Check your understanding
**1.** In the passage about MIT faculty and the Academy, what professorship does Arvind hold at MIT?
**2.** Continue the passage about MIT faculty and the Academy from its last sentence.

Document text
One of the nation’s most prestigious honorary societies, the Academy is also a leading center for independent policy research. Members contribute to Academy publications and studies of science and technology policy, energy and global security, social policy and American institutions, the humanities and culture, and education.
“Election to the Academy is both an honor for extraordinary accomplishment and a call to serve,” Academy President Leslie C. Berlowitz said in a statement. “We look forward to drawing on the knowledge and expertise of these distinguished men and women to advance solutions to the pressing policy challenges of the day.”
Arvind, the Johnson Professor of Computer Science and Engineering at MIT and a member of the Computation Structures Group at CSAIL, conducts research focused on parallel computing and programming languages. His current research interests include synthesis and verification of large digital systems described using guarded atomic actions, and memory models and cache coherence protocols for parallel architectures and languages.
Berger is a professor of Applied Mathematics and Computer Science at MIT, and a principal investigator at CSAIL where she heads the Computation and Biology Group and is a member of the Theory of Computation Group. Her research focuses on the intersection of a number of problems at the interface of algorithms and biology including protein folding, network inference, genomics, and disease classification.

Source material
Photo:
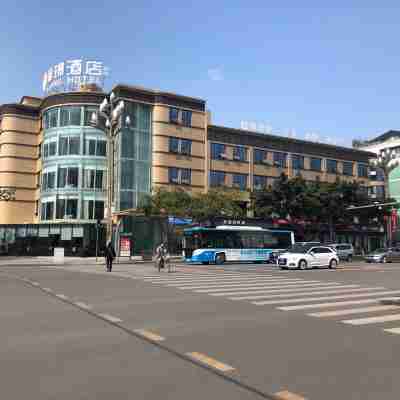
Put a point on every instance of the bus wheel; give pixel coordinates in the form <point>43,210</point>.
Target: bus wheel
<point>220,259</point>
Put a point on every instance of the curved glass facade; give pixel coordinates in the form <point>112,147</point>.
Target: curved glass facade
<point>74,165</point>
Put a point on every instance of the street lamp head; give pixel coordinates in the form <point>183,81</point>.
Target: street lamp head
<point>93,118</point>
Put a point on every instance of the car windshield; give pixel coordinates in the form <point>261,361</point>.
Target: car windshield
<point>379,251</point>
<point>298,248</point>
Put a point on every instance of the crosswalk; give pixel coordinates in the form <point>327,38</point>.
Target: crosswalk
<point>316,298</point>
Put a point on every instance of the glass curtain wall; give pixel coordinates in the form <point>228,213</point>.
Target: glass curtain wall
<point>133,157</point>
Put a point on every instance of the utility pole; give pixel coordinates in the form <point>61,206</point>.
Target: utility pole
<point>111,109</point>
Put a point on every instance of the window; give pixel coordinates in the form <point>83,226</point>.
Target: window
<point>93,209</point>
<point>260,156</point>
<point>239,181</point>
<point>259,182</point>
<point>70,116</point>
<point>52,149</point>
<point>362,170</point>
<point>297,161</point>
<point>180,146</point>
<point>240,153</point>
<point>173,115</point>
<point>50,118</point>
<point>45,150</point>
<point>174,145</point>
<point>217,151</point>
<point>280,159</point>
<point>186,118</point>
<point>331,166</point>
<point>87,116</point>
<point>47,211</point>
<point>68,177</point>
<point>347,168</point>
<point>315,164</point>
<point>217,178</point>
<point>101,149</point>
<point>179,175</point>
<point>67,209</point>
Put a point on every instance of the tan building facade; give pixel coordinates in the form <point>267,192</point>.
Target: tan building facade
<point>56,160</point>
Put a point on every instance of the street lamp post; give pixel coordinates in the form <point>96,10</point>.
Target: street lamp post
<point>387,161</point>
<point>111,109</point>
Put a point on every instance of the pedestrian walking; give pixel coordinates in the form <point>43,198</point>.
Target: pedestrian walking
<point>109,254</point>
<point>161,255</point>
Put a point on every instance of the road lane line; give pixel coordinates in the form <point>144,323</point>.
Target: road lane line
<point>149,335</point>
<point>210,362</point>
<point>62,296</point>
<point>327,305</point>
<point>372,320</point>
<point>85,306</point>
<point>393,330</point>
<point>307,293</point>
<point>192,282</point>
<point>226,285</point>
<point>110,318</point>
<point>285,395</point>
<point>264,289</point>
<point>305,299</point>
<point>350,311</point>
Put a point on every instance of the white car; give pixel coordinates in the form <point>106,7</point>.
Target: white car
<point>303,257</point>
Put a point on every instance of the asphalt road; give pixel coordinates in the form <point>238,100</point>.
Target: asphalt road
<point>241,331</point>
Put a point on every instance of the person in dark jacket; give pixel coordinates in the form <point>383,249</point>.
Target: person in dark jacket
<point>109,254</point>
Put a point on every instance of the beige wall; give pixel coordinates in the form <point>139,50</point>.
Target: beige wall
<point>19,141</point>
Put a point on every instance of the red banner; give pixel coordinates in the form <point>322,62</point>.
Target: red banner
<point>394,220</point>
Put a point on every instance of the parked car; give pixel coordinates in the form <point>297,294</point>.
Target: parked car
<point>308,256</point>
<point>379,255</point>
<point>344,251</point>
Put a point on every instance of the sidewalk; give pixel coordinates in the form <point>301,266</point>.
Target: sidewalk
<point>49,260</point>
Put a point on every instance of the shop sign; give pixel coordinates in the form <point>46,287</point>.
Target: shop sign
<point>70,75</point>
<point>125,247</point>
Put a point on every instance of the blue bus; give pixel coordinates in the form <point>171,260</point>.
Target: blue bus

Results of the tasks
**1.** He is the Johnson Professor of Computer Science and Engineering.

**2.**
Kaashoek is a professor of electrical engineering and computer science and a leader of the Parallel and Distributed Operating Systems Group at CSAIL. His research focuses on computer systems, in particular operating systems, networking, programming languages, compilers, and computer architecture for distributed, mobile, and parallel systems. In 2011, he was awarded the ACM-Infosys Foundation Award.
The new class will be inducted at a ceremony on Oct. 6 at the Academy’s headquarters in Cambridge, Mass.
Since its founding in 1780, the Academy has elected leading “thinkers and doers” from each generation, including George Washington and Benjamin Franklin in the eighteenth century, Daniel Webster and Ralph Waldo Emerson in the nineteenth, and Albert Einstein and Winston Churchill in the twentieth. The current membership includes more than 250 Nobel laureates and more than 60 Pulitzer Prize winners.